Data shown: Begin
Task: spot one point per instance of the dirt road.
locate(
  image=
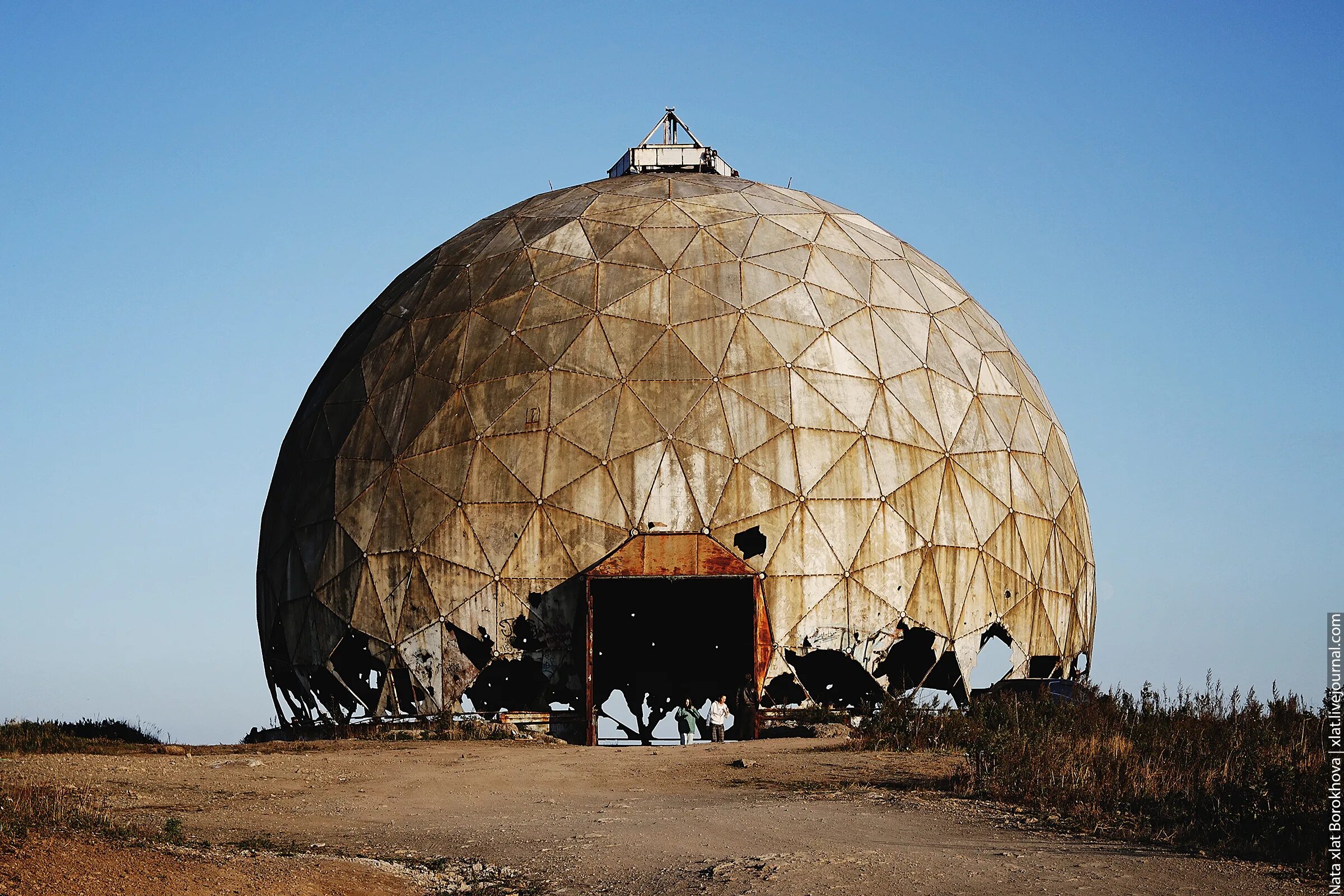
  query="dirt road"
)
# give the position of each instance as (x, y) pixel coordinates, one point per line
(805, 819)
Data shown: End
*Problem details*
All that is required is the number of lines in the data above that contain the word "road".

*Task result*
2